• _DATA FOR THIS EXERCISE_:
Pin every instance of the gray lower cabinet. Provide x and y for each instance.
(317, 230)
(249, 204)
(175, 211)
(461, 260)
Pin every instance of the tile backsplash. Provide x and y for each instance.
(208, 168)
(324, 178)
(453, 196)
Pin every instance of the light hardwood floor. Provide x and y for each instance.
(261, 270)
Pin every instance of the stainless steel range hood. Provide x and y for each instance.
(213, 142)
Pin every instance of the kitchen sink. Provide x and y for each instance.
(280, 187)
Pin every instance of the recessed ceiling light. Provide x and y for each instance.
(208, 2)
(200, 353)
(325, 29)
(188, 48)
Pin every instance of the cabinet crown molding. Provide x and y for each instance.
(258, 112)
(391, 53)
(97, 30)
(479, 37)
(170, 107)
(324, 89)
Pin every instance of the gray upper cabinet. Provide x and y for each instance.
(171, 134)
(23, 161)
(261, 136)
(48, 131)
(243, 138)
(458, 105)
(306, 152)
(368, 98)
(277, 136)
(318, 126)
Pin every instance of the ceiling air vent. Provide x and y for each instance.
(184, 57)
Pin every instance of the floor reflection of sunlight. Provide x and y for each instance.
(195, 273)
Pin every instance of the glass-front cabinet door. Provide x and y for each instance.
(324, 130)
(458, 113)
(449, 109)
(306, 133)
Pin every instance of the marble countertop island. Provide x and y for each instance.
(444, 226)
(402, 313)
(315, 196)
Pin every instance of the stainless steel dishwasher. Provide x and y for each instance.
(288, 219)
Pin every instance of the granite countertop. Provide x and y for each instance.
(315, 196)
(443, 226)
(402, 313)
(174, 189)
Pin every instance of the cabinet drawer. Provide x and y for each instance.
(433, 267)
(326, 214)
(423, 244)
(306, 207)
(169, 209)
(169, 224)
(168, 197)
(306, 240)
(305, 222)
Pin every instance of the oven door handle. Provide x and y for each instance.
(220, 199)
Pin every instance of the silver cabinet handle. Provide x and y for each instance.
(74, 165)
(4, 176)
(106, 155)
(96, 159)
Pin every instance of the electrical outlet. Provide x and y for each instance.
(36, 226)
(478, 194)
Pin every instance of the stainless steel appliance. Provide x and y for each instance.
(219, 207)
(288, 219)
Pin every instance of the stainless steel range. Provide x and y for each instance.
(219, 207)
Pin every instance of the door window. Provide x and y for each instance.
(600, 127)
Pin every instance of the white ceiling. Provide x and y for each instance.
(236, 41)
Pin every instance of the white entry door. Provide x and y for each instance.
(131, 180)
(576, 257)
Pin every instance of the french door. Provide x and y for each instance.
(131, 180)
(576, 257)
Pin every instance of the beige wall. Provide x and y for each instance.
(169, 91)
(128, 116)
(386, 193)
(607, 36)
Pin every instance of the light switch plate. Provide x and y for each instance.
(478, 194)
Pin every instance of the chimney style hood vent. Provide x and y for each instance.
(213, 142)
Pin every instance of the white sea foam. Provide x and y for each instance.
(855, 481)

• _INSTRUCTIONS TO FOLLOW_: Copy out everything from the line containing "Pin every instance of the light switch" down to the end of the data, both ends included, with the request lines unchanged. Multiply every coordinate in the answers by 1.4 and round each result to a whole number, rounding halves up.

• _RESULT FOR THIS TASK_:
Pin every instance of the light switch plate. Provide x and y for each instance.
(669, 272)
Pin every instance of the chimney style hood vent. Provide x and y for each instance.
(298, 199)
Pin every instance of the white sea foam. Provide x and y for each instance.
(1197, 673)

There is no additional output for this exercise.